Collected data entries
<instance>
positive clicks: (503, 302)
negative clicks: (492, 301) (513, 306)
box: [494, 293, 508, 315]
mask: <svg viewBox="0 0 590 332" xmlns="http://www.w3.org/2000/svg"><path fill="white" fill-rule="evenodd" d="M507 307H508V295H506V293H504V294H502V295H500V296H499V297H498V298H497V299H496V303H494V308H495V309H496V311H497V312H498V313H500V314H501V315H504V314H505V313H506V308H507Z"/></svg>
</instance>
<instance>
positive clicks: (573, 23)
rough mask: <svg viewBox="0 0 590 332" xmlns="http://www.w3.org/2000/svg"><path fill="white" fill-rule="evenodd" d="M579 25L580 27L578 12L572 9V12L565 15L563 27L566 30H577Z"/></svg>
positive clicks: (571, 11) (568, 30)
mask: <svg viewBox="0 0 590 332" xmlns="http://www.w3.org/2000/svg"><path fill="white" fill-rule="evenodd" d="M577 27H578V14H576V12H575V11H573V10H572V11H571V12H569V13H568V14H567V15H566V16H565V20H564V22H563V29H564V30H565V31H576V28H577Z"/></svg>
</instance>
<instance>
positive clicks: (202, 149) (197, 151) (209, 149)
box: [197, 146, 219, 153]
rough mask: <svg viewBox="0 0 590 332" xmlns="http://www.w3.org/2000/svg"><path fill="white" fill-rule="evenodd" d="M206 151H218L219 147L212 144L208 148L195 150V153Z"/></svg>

WORK ITEM —
Find the lines that mention "rough" in the entries and show them.

RESULT FOR THIS EXERCISE —
rough mask: <svg viewBox="0 0 590 332" xmlns="http://www.w3.org/2000/svg"><path fill="white" fill-rule="evenodd" d="M579 25L580 27L578 12L572 9V12L565 15L563 27L566 30H577Z"/></svg>
rough mask: <svg viewBox="0 0 590 332" xmlns="http://www.w3.org/2000/svg"><path fill="white" fill-rule="evenodd" d="M206 151H218L219 147L212 144L208 148L195 150V153Z"/></svg>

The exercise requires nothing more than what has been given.